## BEGIN SUPPLIED MATERIAL

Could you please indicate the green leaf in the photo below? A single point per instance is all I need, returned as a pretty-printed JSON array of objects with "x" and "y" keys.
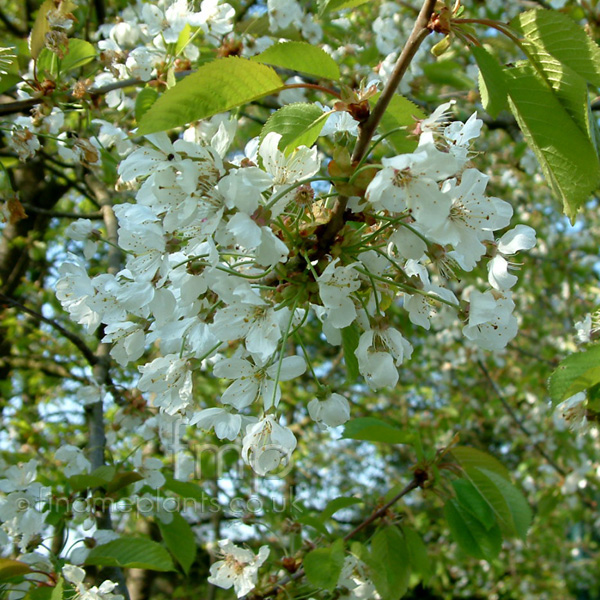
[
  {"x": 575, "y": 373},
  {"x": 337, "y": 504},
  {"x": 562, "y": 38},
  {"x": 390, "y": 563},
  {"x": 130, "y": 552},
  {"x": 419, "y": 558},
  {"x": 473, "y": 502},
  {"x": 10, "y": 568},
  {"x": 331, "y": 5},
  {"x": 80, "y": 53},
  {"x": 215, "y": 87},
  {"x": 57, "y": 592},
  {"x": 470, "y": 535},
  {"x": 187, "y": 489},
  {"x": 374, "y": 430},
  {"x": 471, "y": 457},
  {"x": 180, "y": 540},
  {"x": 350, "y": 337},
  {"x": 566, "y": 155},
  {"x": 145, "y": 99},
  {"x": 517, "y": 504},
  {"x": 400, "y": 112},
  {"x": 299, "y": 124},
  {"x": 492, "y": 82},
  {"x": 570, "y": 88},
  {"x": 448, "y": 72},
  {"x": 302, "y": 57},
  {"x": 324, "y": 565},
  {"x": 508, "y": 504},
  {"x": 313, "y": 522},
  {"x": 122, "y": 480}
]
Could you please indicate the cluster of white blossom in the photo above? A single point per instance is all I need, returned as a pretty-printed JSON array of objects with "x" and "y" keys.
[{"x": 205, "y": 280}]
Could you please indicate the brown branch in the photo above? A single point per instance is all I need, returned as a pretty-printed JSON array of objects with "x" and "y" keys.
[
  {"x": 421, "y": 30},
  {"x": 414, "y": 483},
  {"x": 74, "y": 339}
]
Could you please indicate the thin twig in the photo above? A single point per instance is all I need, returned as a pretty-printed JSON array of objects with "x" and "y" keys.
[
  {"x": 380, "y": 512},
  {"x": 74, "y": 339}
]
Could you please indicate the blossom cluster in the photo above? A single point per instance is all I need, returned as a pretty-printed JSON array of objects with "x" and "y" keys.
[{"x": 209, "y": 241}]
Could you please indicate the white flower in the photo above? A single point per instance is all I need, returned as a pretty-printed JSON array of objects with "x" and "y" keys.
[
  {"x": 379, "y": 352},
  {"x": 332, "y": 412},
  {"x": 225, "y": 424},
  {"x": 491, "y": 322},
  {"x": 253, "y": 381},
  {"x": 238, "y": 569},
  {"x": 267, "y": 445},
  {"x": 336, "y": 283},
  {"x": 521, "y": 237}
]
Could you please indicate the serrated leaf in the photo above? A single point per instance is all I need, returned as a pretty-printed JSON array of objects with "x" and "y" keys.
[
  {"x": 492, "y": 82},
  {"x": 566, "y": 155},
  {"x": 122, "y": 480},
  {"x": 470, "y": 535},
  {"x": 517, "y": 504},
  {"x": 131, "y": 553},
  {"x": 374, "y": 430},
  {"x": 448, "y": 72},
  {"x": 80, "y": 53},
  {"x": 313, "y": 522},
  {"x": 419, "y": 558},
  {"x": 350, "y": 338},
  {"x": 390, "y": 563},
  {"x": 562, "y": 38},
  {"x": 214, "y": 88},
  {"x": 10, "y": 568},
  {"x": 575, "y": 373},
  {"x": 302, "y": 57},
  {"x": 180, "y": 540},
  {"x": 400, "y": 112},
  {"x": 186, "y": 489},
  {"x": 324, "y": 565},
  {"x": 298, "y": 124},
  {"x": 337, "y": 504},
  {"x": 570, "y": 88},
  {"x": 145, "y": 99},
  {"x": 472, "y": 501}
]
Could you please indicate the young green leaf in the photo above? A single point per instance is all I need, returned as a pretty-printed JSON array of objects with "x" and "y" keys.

## END SUPPLIED MATERIAL

WHAT IS EXPECTED: Could you write out all of the material above again with "indicate" changed to "mark" everywhere it occurs, leaving everything else as it is and leaving out the pictures?

TASK ANSWER:
Could you please mark the green leaf in the photo below? A single point per instance is all I need, returned as a pretty-printed JSON array of objects with "x" and "y" keys.
[
  {"x": 575, "y": 373},
  {"x": 337, "y": 504},
  {"x": 562, "y": 38},
  {"x": 390, "y": 563},
  {"x": 130, "y": 552},
  {"x": 419, "y": 558},
  {"x": 473, "y": 502},
  {"x": 10, "y": 568},
  {"x": 331, "y": 5},
  {"x": 80, "y": 53},
  {"x": 215, "y": 87},
  {"x": 57, "y": 592},
  {"x": 470, "y": 535},
  {"x": 187, "y": 489},
  {"x": 374, "y": 430},
  {"x": 471, "y": 457},
  {"x": 180, "y": 540},
  {"x": 350, "y": 337},
  {"x": 566, "y": 155},
  {"x": 145, "y": 99},
  {"x": 517, "y": 504},
  {"x": 400, "y": 112},
  {"x": 299, "y": 124},
  {"x": 492, "y": 82},
  {"x": 570, "y": 88},
  {"x": 448, "y": 72},
  {"x": 302, "y": 57},
  {"x": 324, "y": 565},
  {"x": 508, "y": 504},
  {"x": 313, "y": 522},
  {"x": 122, "y": 480}
]
Could you please mark the cluster of white blossom in the photo above? A single point per instance is all I need, returned as a pretty-printed JSON array of objects with "x" and "y" keys.
[{"x": 205, "y": 280}]
Could you please mark the brown branch in the photo above? A single point per instance is all I need, returned as a pretty-printed JSON array of objects with "x" and "y" keys.
[
  {"x": 421, "y": 30},
  {"x": 414, "y": 483},
  {"x": 74, "y": 339}
]
Could you please mark the thin twig in the photo above? A single point per instance is all I need, returned as a pretty-printed JSON array of objects with "x" and "y" keys.
[
  {"x": 380, "y": 512},
  {"x": 74, "y": 339}
]
Could you please mark the blossom cluster in the photo above? A single point per instance is all I need, returned as a pretty-printed JSON array of objects with "x" and "y" keys.
[{"x": 209, "y": 241}]
Could you please mark the white flower in the photo above? A single point per instance is all I need, returned as a pretty-printed JSON array of objects with "x" and "y" keys.
[
  {"x": 379, "y": 352},
  {"x": 332, "y": 412},
  {"x": 225, "y": 424},
  {"x": 491, "y": 322},
  {"x": 253, "y": 381},
  {"x": 238, "y": 569},
  {"x": 267, "y": 445},
  {"x": 336, "y": 283},
  {"x": 521, "y": 237}
]
Could you please mark the serrated leaf in the photo above? A single point per instance is all I need, returned as a pretty-printed JSON array of objects with "x" and "y" keys.
[
  {"x": 492, "y": 82},
  {"x": 566, "y": 155},
  {"x": 122, "y": 480},
  {"x": 470, "y": 535},
  {"x": 517, "y": 504},
  {"x": 131, "y": 553},
  {"x": 374, "y": 430},
  {"x": 448, "y": 72},
  {"x": 80, "y": 53},
  {"x": 313, "y": 522},
  {"x": 419, "y": 558},
  {"x": 350, "y": 338},
  {"x": 390, "y": 563},
  {"x": 562, "y": 38},
  {"x": 214, "y": 88},
  {"x": 10, "y": 568},
  {"x": 575, "y": 373},
  {"x": 302, "y": 57},
  {"x": 180, "y": 540},
  {"x": 400, "y": 112},
  {"x": 186, "y": 489},
  {"x": 324, "y": 565},
  {"x": 298, "y": 124},
  {"x": 337, "y": 504},
  {"x": 570, "y": 88},
  {"x": 145, "y": 99},
  {"x": 472, "y": 501}
]
Could you please mark the young green leaf in the photo above? A single point per instance is all I need, returned as a pretty-printed JSON array of objects with "x" and "y" keys.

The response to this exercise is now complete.